▸ **ИСХОДНЫЙ ТЕКСТ**
========================================================================

Когда английские нонконформисты два или три столетия назад боролись с правительствами и нарушали законы, они делали это в защиту решимости придерживаться доктрин, часто нелепого рода и порождающих очень узкую и фанатичную форму религиозного учения — форму, которая, если бы она взяла верх и обеспечила всеобщую преданность, могла бы принести государству вред, а не пользу. Но, какими бы вопиющими и даже пагубными ни были их доктрины, справедливость (и даже ценность) принципа, за который они боролись, от этого не страдала. Жизнь духа должна рискнуть в контакте с жизнью материальной, и общество должно верить, что все истинные и жизненно важные принципы (при наличии свободного поля и отсутствии фаворитизма) устоят против любых противников. Это та истинная вера, к которой общество призвано сегодня, но которой оно, безусловно, не следует — особенно в военное время.

Мы много говорим о свободе, демократических принципах и правлении большинства; но если эти идеалы имеют какой-то реальный смысл, они означают, что — при наличии свободной торговли идеями и пропаганды по всем этическим и моральным вопросам — вы должны доверять своему сообществу в выборе того, что оно считает благом. И отказать общему сообществу в средствах решать за себя путем максимальной свободы дискуссий — это, в государстве, основанном на этих принципах, самое недостойное поведение, какое только можно вообразить.

Но какой ценности, можете спросить вы, эта моральная санкция большинства? Я сам не очень увлечен правлением большинства в смысле большинства, осуществляющего принуждение над меньшинством. Принуждению со стороны большинства я часто считал бы своим долгом сопротивляться. Но свидетельству большинства, которое воздерживалось от принуждения, я придавал бы величайшее возможное значение. Там вы получили бы общественное мнение, которое благодаря своей собственной сдержанности и щепетильной умеренности в поведении имело бы высочайшую моральную ценность. Для общества бесстрашно допустить полную и открытую пропаганду того, что оно не одобряет, — это лучшее доказательство, которое я могу себе представить, его моральной устойчивости и его веры в социальные принципы, которыми оно живет.

========================================================================

▸ **ЗАДАНИЯ**
1. Когда, согласно тексту о свободе убеждений, английские нонконформисты боролись с правительствами и нарушали законы?
2. Воспроизведите из текста о свободе убеждений всё, начиная со слов «Когда английские нонконформисты» и до слов «в военное время.» включительно.

========================================================================

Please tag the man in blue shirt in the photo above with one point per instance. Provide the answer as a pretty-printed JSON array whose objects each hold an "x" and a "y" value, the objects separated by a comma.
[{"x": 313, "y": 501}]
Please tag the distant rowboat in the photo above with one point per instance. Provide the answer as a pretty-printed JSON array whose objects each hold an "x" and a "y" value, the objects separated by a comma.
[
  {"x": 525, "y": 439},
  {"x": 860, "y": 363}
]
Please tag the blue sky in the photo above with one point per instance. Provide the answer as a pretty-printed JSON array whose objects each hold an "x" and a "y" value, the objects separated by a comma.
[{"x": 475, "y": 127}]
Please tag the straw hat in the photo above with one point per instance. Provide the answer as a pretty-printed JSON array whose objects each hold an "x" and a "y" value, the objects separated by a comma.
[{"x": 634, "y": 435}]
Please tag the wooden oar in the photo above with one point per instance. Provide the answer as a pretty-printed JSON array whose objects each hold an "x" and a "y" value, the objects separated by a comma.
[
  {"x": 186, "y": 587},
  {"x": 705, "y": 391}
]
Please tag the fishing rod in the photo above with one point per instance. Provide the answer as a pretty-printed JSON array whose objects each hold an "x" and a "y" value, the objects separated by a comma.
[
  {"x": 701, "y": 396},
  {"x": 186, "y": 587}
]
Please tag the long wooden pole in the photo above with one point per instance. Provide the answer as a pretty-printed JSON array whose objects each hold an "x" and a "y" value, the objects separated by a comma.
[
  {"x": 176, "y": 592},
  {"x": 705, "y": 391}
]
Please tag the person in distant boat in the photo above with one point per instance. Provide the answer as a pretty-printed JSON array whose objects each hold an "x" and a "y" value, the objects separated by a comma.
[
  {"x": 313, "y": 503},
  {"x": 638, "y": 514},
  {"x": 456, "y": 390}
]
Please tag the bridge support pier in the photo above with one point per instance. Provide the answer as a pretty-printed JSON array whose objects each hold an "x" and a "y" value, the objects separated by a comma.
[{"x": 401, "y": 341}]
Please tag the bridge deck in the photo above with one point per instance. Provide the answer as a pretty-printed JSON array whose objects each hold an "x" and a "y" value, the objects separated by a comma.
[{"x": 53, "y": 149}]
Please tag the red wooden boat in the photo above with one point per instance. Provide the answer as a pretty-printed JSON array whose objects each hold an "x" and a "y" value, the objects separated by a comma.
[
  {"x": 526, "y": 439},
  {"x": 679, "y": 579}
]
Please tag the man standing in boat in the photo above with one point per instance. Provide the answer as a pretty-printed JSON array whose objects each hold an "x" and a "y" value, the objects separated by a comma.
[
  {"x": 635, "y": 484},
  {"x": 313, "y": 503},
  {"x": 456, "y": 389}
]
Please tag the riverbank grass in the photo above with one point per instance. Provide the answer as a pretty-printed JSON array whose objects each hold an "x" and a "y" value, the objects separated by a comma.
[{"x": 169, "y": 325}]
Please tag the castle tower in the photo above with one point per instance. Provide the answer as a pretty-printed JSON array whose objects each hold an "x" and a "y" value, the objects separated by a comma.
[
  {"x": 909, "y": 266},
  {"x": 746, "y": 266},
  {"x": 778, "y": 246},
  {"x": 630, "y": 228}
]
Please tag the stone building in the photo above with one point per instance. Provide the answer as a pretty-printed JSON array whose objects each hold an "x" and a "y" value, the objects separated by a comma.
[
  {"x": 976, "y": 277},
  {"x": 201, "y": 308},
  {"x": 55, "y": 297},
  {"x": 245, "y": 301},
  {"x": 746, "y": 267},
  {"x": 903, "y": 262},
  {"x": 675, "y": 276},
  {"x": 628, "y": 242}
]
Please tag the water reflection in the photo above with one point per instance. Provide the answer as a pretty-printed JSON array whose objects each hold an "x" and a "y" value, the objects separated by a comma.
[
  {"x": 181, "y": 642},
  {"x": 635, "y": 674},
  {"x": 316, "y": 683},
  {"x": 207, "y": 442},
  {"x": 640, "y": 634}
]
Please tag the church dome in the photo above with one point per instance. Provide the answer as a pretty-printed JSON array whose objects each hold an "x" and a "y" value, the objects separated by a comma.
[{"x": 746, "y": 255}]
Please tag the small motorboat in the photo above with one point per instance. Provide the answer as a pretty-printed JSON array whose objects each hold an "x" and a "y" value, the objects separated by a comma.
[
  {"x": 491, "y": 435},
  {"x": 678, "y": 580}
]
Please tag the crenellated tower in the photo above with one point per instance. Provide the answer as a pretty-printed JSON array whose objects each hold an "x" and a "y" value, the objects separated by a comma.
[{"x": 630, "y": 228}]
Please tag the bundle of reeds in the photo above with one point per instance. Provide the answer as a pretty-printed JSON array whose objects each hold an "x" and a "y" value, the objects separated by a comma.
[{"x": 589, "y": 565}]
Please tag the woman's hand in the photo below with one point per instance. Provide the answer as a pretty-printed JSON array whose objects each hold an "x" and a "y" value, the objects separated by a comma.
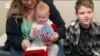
[
  {"x": 54, "y": 37},
  {"x": 25, "y": 43},
  {"x": 35, "y": 31}
]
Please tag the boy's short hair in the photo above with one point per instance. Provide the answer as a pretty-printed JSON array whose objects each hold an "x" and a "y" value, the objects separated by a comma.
[
  {"x": 42, "y": 6},
  {"x": 86, "y": 3}
]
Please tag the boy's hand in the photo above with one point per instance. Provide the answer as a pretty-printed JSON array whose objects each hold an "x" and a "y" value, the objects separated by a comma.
[
  {"x": 25, "y": 43},
  {"x": 35, "y": 31},
  {"x": 45, "y": 36},
  {"x": 54, "y": 37}
]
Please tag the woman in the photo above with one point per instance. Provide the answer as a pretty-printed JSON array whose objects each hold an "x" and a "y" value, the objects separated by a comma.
[{"x": 20, "y": 18}]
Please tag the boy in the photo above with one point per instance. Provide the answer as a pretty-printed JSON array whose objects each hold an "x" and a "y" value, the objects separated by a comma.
[
  {"x": 41, "y": 30},
  {"x": 83, "y": 35}
]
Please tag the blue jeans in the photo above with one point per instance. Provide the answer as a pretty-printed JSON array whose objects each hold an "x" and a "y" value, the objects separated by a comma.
[{"x": 16, "y": 52}]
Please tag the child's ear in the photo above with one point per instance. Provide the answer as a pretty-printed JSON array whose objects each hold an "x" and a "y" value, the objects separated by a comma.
[{"x": 49, "y": 13}]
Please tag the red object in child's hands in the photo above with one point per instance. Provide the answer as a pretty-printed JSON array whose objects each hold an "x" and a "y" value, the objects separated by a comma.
[{"x": 54, "y": 26}]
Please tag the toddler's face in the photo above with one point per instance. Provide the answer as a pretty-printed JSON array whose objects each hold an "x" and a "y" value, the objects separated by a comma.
[
  {"x": 42, "y": 17},
  {"x": 85, "y": 15}
]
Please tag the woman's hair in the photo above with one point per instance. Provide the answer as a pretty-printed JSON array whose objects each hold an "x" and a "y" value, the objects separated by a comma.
[
  {"x": 86, "y": 3},
  {"x": 18, "y": 7}
]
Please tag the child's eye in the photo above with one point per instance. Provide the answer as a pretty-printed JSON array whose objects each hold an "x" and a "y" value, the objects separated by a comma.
[
  {"x": 89, "y": 12},
  {"x": 81, "y": 13}
]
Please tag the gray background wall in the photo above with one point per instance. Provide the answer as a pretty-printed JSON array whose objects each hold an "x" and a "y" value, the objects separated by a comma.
[{"x": 65, "y": 7}]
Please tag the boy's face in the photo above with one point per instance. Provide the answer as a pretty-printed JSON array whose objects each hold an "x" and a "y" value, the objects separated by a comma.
[
  {"x": 42, "y": 16},
  {"x": 85, "y": 15}
]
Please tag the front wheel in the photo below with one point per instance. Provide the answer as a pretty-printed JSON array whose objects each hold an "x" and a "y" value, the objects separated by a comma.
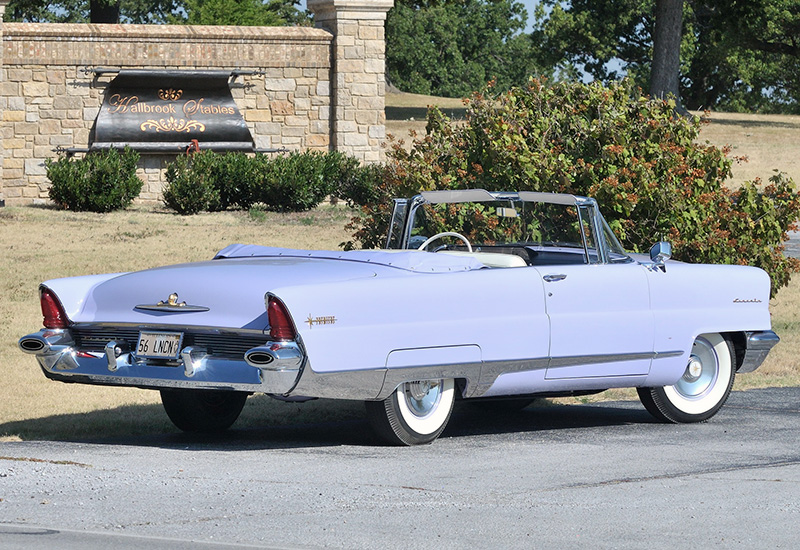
[
  {"x": 416, "y": 413},
  {"x": 206, "y": 411},
  {"x": 703, "y": 388}
]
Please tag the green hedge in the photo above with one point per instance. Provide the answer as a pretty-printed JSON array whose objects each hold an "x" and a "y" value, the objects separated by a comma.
[
  {"x": 99, "y": 182},
  {"x": 208, "y": 181}
]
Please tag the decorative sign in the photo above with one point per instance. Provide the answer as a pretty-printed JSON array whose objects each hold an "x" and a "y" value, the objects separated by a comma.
[{"x": 164, "y": 111}]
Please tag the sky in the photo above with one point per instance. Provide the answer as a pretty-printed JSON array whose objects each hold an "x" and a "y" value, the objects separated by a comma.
[{"x": 529, "y": 5}]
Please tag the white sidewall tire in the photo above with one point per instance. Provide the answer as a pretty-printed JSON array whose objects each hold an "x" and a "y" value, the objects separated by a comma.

========================================================================

▸ **ОТВЕТЫ**
1. Два или три столетия назад.

2.
Когда английские нонконформисты два или три столетия назад боролись с правительствами и нарушали законы, они делали это в защиту решимости придерживаться доктрин, часто нелепого рода и порождающих очень узкую и фанатичную форму религиозного учения — форму, которая, если бы она взяла верх и обеспечила всеобщую преданность, могла бы принести государству вред, а не пользу. Но, какими бы вопиющими и даже пагубными ни были их доктрины, справедливость (и даже ценность) принципа, за который они боролись, от этого не страдала. Жизнь духа должна рискнуть в контакте с жизнью материальной, и общество должно верить, что все истинные и жизненно важные принципы (при наличии свободного поля и отсутствии фаворитизма) устоят против любых противников. Это та истинная вера, к которой общество призвано сегодня, но которой оно, безусловно, не следует — особенно в военное время.